* _Exercise input_:
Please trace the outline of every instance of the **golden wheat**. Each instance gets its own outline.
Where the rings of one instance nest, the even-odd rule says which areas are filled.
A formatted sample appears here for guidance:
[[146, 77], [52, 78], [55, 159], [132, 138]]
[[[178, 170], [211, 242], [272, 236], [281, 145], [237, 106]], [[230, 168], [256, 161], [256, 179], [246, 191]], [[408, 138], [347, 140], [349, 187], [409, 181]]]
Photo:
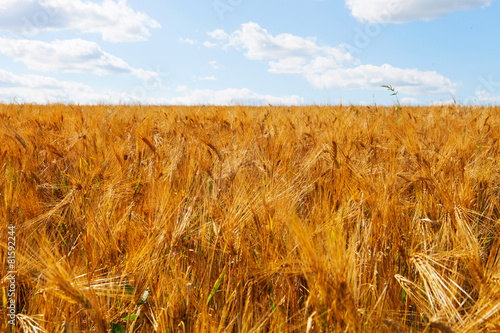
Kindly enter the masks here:
[[0, 329], [495, 332], [500, 109], [0, 104]]

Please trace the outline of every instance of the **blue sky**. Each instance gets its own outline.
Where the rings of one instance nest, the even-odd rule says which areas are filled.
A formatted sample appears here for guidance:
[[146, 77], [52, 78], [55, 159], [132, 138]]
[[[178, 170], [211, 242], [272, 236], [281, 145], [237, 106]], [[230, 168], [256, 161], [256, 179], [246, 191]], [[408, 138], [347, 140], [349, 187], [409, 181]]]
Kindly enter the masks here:
[[491, 0], [0, 0], [0, 101], [499, 104]]

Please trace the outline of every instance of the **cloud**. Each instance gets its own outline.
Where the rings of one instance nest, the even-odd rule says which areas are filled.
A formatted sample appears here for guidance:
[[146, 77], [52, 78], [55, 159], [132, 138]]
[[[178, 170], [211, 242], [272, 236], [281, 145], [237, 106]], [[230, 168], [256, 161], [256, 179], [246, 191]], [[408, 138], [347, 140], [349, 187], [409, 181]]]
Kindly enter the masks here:
[[210, 60], [210, 61], [208, 62], [208, 64], [209, 64], [209, 65], [210, 65], [210, 67], [212, 67], [213, 69], [220, 69], [220, 66], [219, 66], [219, 65], [217, 65], [217, 61], [215, 61], [215, 60]]
[[406, 23], [428, 21], [458, 10], [488, 6], [493, 0], [346, 0], [360, 21]]
[[464, 104], [473, 103], [500, 105], [500, 95], [486, 89], [476, 90], [474, 96], [468, 97], [464, 101]]
[[128, 74], [144, 80], [157, 76], [155, 72], [130, 67], [124, 60], [104, 52], [97, 43], [83, 39], [46, 43], [0, 38], [0, 52], [41, 72]]
[[152, 92], [138, 96], [134, 89], [130, 92], [113, 90], [95, 91], [92, 87], [73, 81], [60, 81], [40, 75], [16, 75], [0, 69], [0, 102], [14, 100], [23, 103], [74, 103], [74, 104], [170, 104], [170, 105], [234, 105], [234, 104], [303, 104], [299, 96], [276, 97], [262, 95], [249, 89], [191, 90], [179, 86], [177, 93], [182, 96], [173, 98], [153, 97]]
[[[494, 83], [496, 84], [496, 83]], [[473, 105], [473, 104], [481, 104], [481, 105], [500, 105], [500, 95], [495, 90], [489, 89], [478, 89], [474, 92], [474, 94], [467, 96], [462, 100], [456, 101], [455, 99], [449, 100], [439, 100], [432, 101], [431, 105], [451, 105], [451, 104], [462, 104], [462, 105]]]
[[202, 44], [202, 45], [203, 45], [203, 46], [205, 46], [205, 47], [217, 47], [217, 44], [215, 44], [215, 43], [211, 43], [211, 42], [209, 42], [209, 41], [205, 41], [205, 42], [203, 42], [203, 44]]
[[240, 30], [227, 34], [214, 30], [208, 35], [216, 43], [206, 42], [205, 46], [235, 47], [246, 50], [245, 56], [251, 60], [307, 58], [324, 56], [336, 62], [352, 61], [349, 53], [339, 48], [318, 45], [315, 38], [302, 38], [292, 34], [272, 36], [266, 29], [254, 22], [244, 23]]
[[180, 86], [178, 92], [184, 93], [184, 96], [168, 99], [168, 104], [175, 105], [237, 105], [237, 104], [252, 104], [252, 105], [297, 105], [303, 104], [304, 99], [292, 95], [284, 97], [276, 97], [271, 95], [262, 95], [255, 93], [249, 89], [198, 89], [190, 90], [186, 86]]
[[385, 64], [360, 65], [353, 68], [331, 69], [326, 72], [305, 74], [316, 88], [378, 89], [391, 84], [408, 95], [455, 93], [456, 84], [434, 71], [402, 69]]
[[19, 99], [25, 103], [69, 102], [95, 104], [120, 99], [113, 92], [97, 93], [92, 87], [78, 82], [59, 81], [40, 75], [16, 75], [0, 69], [0, 101]]
[[273, 36], [253, 22], [230, 34], [215, 30], [208, 35], [222, 49], [235, 48], [245, 52], [247, 59], [267, 60], [270, 73], [300, 74], [317, 89], [372, 90], [391, 84], [410, 95], [455, 92], [456, 84], [434, 71], [363, 65], [342, 47], [291, 34]]
[[446, 99], [441, 101], [432, 101], [429, 103], [430, 106], [443, 106], [443, 105], [454, 105], [455, 101], [452, 99]]
[[322, 73], [327, 70], [340, 68], [332, 58], [318, 56], [310, 61], [301, 57], [284, 58], [269, 62], [269, 72], [275, 74], [304, 74]]
[[188, 44], [188, 45], [196, 45], [196, 44], [198, 44], [197, 40], [194, 40], [194, 39], [191, 39], [191, 38], [183, 38], [183, 37], [179, 38], [179, 42], [181, 42], [183, 44]]
[[33, 38], [44, 30], [101, 34], [109, 42], [146, 40], [160, 24], [130, 8], [126, 0], [3, 0], [0, 30]]
[[402, 105], [420, 105], [420, 101], [416, 98], [413, 97], [403, 97], [401, 98], [401, 104]]
[[198, 76], [199, 81], [215, 81], [215, 76]]

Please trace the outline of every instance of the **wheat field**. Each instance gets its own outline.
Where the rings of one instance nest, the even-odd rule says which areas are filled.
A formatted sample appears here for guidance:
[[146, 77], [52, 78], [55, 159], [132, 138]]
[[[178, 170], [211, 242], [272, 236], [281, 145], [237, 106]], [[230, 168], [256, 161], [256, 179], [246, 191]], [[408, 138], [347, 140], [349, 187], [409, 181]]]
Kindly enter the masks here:
[[496, 332], [500, 108], [0, 104], [0, 330]]

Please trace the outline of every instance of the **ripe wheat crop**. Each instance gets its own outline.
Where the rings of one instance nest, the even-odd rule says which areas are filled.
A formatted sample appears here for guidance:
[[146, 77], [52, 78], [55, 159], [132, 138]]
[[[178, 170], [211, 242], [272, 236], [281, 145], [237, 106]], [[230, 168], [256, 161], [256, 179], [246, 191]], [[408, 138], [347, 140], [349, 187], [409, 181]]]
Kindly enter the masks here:
[[0, 330], [500, 330], [500, 108], [0, 105]]

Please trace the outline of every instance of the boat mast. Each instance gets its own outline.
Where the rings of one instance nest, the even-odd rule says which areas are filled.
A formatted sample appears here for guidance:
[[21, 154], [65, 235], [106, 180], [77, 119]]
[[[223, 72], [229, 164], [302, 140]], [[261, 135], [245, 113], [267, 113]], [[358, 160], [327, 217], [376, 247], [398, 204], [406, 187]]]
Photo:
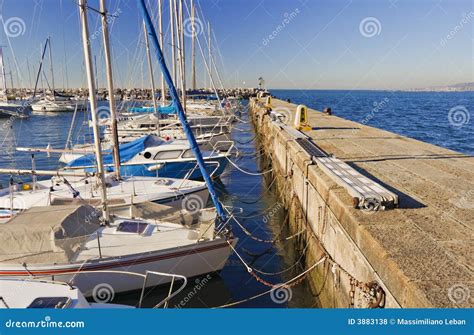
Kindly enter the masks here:
[[[187, 3], [185, 2], [184, 3], [186, 5], [186, 10], [187, 10], [187, 13], [188, 15], [190, 15], [190, 11], [189, 11], [189, 7], [187, 5]], [[202, 58], [202, 62], [204, 64], [204, 69], [206, 70], [205, 74], [204, 74], [204, 78], [207, 78], [207, 75], [209, 75], [209, 78], [211, 79], [211, 89], [214, 89], [214, 93], [217, 97], [217, 100], [218, 101], [221, 101], [220, 99], [220, 96], [219, 96], [219, 92], [217, 91], [217, 86], [214, 82], [214, 79], [212, 78], [212, 76], [210, 75], [210, 71], [211, 71], [211, 65], [208, 64], [207, 60], [206, 60], [206, 56], [204, 54], [204, 49], [203, 49], [203, 46], [201, 45], [201, 41], [199, 40], [199, 38], [196, 36], [196, 42], [197, 42], [197, 45], [199, 47], [199, 51], [200, 51], [200, 54], [201, 54], [201, 58]], [[205, 46], [205, 45], [204, 45]]]
[[51, 86], [53, 89], [53, 100], [56, 100], [56, 94], [54, 93], [54, 71], [53, 71], [53, 53], [51, 51], [51, 36], [48, 37], [48, 47], [49, 47], [49, 68], [51, 71]]
[[[35, 89], [33, 90], [33, 98], [36, 96], [36, 91], [38, 89], [38, 81], [41, 80], [41, 84], [43, 85], [43, 77], [41, 76], [41, 71], [43, 69], [43, 61], [44, 61], [44, 55], [46, 54], [46, 48], [48, 47], [48, 39], [46, 39], [46, 44], [44, 45], [41, 43], [41, 59], [40, 59], [40, 64], [39, 64], [39, 69], [38, 73], [36, 74], [36, 81], [35, 81]], [[44, 85], [42, 86], [44, 90]]]
[[148, 31], [146, 30], [145, 21], [143, 21], [143, 36], [145, 37], [146, 55], [148, 58], [148, 72], [150, 74], [151, 99], [153, 100], [153, 113], [156, 113], [158, 115], [157, 127], [158, 127], [158, 136], [160, 136], [160, 111], [158, 110], [158, 104], [156, 103], [155, 78], [153, 76], [153, 63], [151, 62], [150, 42], [148, 41]]
[[181, 96], [183, 101], [184, 112], [186, 112], [186, 55], [185, 55], [185, 45], [184, 45], [184, 17], [183, 17], [183, 1], [179, 1], [179, 38], [180, 38], [180, 48], [179, 54], [181, 59]]
[[2, 85], [3, 85], [3, 94], [7, 96], [7, 76], [5, 74], [5, 63], [3, 60], [3, 45], [0, 45], [0, 63], [2, 67]]
[[[160, 45], [163, 45], [163, 0], [158, 0], [158, 24], [160, 31]], [[148, 37], [147, 37], [148, 38]], [[161, 74], [161, 102], [163, 106], [166, 102], [165, 77]]]
[[175, 52], [175, 62], [176, 62], [176, 78], [175, 78], [175, 83], [178, 83], [179, 82], [179, 88], [182, 88], [182, 81], [181, 81], [181, 60], [180, 60], [180, 56], [181, 56], [181, 37], [180, 37], [180, 34], [179, 34], [179, 20], [178, 20], [178, 16], [179, 16], [179, 7], [178, 7], [178, 1], [179, 0], [173, 0], [173, 6], [174, 6], [174, 9], [173, 9], [173, 20], [174, 20], [174, 31], [175, 31], [175, 41], [176, 41], [176, 45], [175, 45], [175, 49], [176, 49], [176, 52]]
[[170, 28], [171, 28], [171, 59], [173, 66], [173, 81], [176, 82], [176, 55], [174, 41], [174, 0], [170, 0]]
[[191, 38], [191, 54], [192, 54], [191, 73], [192, 73], [192, 86], [193, 86], [193, 91], [194, 91], [196, 90], [196, 8], [194, 7], [194, 0], [191, 0], [191, 28], [192, 28], [192, 34], [193, 34]]
[[209, 189], [209, 195], [211, 196], [212, 202], [214, 203], [214, 206], [216, 207], [217, 214], [219, 215], [219, 218], [222, 220], [222, 222], [225, 222], [227, 220], [227, 215], [224, 212], [224, 209], [221, 203], [219, 202], [219, 199], [217, 198], [217, 194], [214, 190], [212, 179], [209, 176], [209, 173], [207, 172], [204, 159], [202, 158], [201, 150], [199, 150], [199, 146], [196, 142], [196, 139], [194, 138], [194, 134], [186, 120], [186, 115], [184, 113], [183, 106], [181, 105], [178, 92], [176, 91], [176, 87], [173, 83], [168, 67], [166, 66], [165, 58], [163, 56], [163, 52], [158, 42], [158, 38], [156, 37], [155, 28], [153, 27], [150, 15], [148, 14], [148, 10], [146, 9], [145, 0], [137, 0], [137, 2], [142, 11], [142, 15], [145, 20], [146, 27], [148, 29], [148, 33], [150, 34], [150, 37], [151, 37], [151, 42], [153, 43], [153, 46], [155, 47], [156, 55], [158, 57], [158, 61], [161, 67], [161, 72], [163, 73], [165, 77], [166, 83], [168, 84], [171, 98], [173, 99], [173, 102], [176, 106], [179, 121], [181, 122], [184, 133], [186, 134], [186, 137], [189, 141], [191, 150], [193, 151], [194, 156], [196, 157], [196, 160], [199, 165], [199, 170], [201, 171], [204, 181], [206, 182], [207, 188]]
[[211, 65], [211, 22], [207, 21], [208, 48], [209, 48], [209, 89], [212, 90], [212, 65]]
[[114, 171], [117, 179], [120, 179], [120, 151], [119, 151], [119, 140], [118, 140], [118, 127], [117, 127], [117, 108], [115, 105], [114, 97], [114, 80], [112, 76], [112, 61], [110, 57], [110, 44], [109, 44], [109, 24], [107, 22], [107, 8], [105, 6], [105, 0], [100, 0], [100, 13], [102, 19], [102, 40], [104, 44], [104, 56], [105, 56], [105, 69], [107, 76], [107, 90], [109, 93], [109, 108], [110, 108], [110, 119], [112, 121], [112, 142], [113, 149], [112, 153], [114, 156]]
[[87, 0], [79, 0], [81, 25], [82, 25], [82, 47], [84, 49], [84, 60], [86, 65], [87, 85], [89, 87], [89, 101], [91, 104], [92, 130], [94, 132], [94, 151], [97, 160], [97, 179], [101, 187], [102, 217], [105, 224], [109, 223], [109, 211], [107, 208], [107, 189], [104, 176], [104, 162], [102, 161], [102, 148], [100, 145], [100, 133], [97, 120], [97, 97], [95, 91], [94, 71], [92, 68], [91, 48], [89, 45], [89, 28], [87, 23]]

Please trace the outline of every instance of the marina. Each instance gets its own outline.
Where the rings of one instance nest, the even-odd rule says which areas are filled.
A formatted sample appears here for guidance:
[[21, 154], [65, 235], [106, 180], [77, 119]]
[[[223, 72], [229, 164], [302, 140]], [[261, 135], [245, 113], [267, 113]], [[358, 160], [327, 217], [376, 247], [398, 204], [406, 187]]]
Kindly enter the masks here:
[[120, 4], [68, 6], [82, 87], [0, 46], [0, 308], [474, 307], [472, 91], [224, 85], [198, 0], [133, 1], [121, 88]]

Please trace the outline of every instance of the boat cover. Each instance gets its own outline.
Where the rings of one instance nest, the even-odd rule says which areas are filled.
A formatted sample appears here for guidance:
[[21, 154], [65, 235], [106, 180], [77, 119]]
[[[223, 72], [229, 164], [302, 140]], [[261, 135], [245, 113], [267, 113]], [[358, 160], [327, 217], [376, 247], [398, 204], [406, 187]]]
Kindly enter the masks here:
[[[129, 108], [129, 112], [132, 113], [153, 113], [155, 109], [153, 107], [132, 107]], [[158, 113], [160, 114], [176, 114], [176, 107], [173, 104], [168, 106], [159, 106]]]
[[0, 225], [0, 262], [68, 263], [100, 228], [85, 205], [33, 207]]
[[[152, 135], [146, 135], [143, 137], [140, 137], [132, 142], [128, 142], [125, 144], [121, 144], [119, 146], [119, 151], [120, 151], [120, 162], [124, 163], [135, 157], [139, 152], [142, 152], [145, 150], [147, 146], [150, 145], [159, 145], [160, 143], [163, 143], [164, 141], [161, 139], [158, 139]], [[114, 163], [114, 158], [112, 154], [112, 150], [105, 150], [103, 152], [102, 159], [104, 161], [104, 165], [113, 165]], [[95, 160], [95, 154], [88, 154], [81, 156], [72, 162], [69, 162], [66, 167], [90, 167], [90, 166], [96, 166], [96, 160]], [[109, 171], [113, 170], [113, 167], [110, 167], [108, 169]]]

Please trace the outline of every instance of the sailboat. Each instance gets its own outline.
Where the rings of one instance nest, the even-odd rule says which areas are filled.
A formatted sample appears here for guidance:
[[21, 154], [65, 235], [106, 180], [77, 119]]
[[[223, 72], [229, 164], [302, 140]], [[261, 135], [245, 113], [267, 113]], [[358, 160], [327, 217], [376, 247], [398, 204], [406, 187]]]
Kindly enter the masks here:
[[[34, 112], [73, 112], [74, 110], [85, 110], [87, 109], [87, 102], [81, 100], [74, 100], [73, 97], [59, 94], [55, 90], [54, 86], [54, 70], [53, 70], [53, 58], [51, 51], [51, 37], [46, 40], [46, 46], [49, 47], [49, 62], [51, 72], [51, 92], [50, 95], [44, 95], [40, 100], [31, 104], [31, 108]], [[45, 49], [46, 50], [46, 49]], [[41, 58], [41, 64], [43, 62], [44, 52]], [[41, 66], [41, 65], [40, 65]], [[41, 67], [40, 67], [41, 71]]]
[[[104, 22], [105, 1], [101, 0], [100, 4]], [[145, 3], [140, 1], [139, 4], [157, 53], [162, 55]], [[79, 7], [92, 119], [95, 121], [97, 102], [88, 44], [86, 0], [79, 0]], [[171, 95], [177, 99], [166, 64], [162, 57], [159, 57], [159, 61]], [[179, 102], [178, 113], [183, 119], [184, 113]], [[0, 236], [4, 241], [0, 245], [0, 278], [49, 278], [73, 283], [88, 295], [103, 283], [111, 285], [115, 292], [124, 292], [171, 281], [170, 278], [164, 278], [143, 283], [120, 275], [111, 276], [103, 270], [126, 269], [142, 274], [159, 271], [185, 277], [221, 270], [237, 239], [224, 229], [226, 214], [217, 200], [197, 143], [185, 122], [183, 126], [215, 209], [201, 210], [197, 216], [180, 214], [175, 216], [174, 222], [163, 215], [160, 215], [162, 219], [155, 218], [156, 206], [159, 205], [152, 204], [131, 206], [129, 217], [112, 214], [108, 209], [96, 124], [93, 130], [103, 210], [98, 211], [84, 204], [34, 207], [15, 216], [7, 224], [0, 225]], [[163, 207], [160, 208], [163, 211]], [[216, 229], [216, 222], [219, 229]]]
[[2, 71], [3, 83], [3, 90], [0, 92], [0, 118], [28, 118], [31, 113], [31, 106], [28, 102], [13, 102], [8, 100], [7, 80], [2, 46], [0, 46], [0, 68]]

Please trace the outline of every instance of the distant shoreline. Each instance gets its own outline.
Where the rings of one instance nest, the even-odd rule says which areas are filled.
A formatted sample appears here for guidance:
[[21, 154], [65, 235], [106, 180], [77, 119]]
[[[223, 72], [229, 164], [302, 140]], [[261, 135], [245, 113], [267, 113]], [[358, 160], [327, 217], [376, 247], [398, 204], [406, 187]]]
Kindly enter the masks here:
[[474, 89], [466, 90], [436, 90], [436, 89], [412, 89], [412, 90], [383, 90], [383, 89], [337, 89], [337, 88], [268, 88], [269, 91], [360, 91], [360, 92], [403, 92], [403, 93], [466, 93], [474, 92]]

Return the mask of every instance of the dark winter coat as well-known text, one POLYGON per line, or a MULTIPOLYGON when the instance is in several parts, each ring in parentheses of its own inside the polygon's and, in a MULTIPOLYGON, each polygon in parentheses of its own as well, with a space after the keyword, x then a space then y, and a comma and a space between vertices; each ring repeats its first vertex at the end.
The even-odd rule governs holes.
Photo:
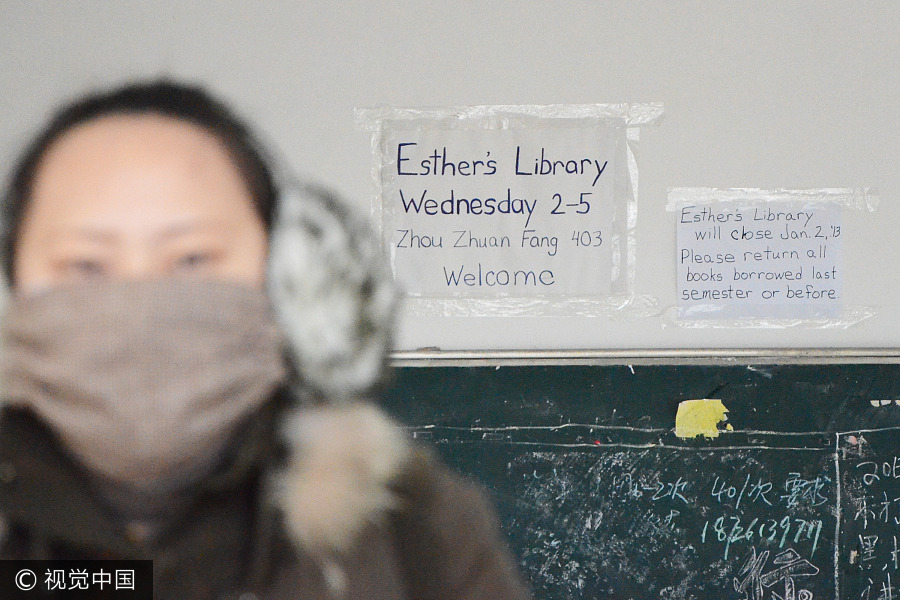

* _Task to carry out_: Copy every line of the data above in which the string "trace" appears.

* _Response to this exercise_:
Please trace the outline of every instance of the **golden wheat**. Each instance gets its own outline.
Please trace the outline of every instance of the **blue sky**. Each instance gets its own outline.
Please trace the outline of every instance of the **cloud**. Each instance gets its own outline.
Please trace the outline of every instance of the **wheat field**. Each instance gets its own outline.
Please trace the outline of every instance of the **ripe wheat crop**. Each instance gets its own outline.
Please trace the outline of every instance of the boat mast. Each instance gets its own outline.
Please trace the outline of every instance of the marina. Each instance gets its own outline.
Please trace the outline of every instance of the boat cover. Each instance gets its own outline.
Please trace the outline of every instance of the sailboat. Each instance gets its own outline.
Please trace the outline of every instance of the distant shoreline. Each instance gets its own outline.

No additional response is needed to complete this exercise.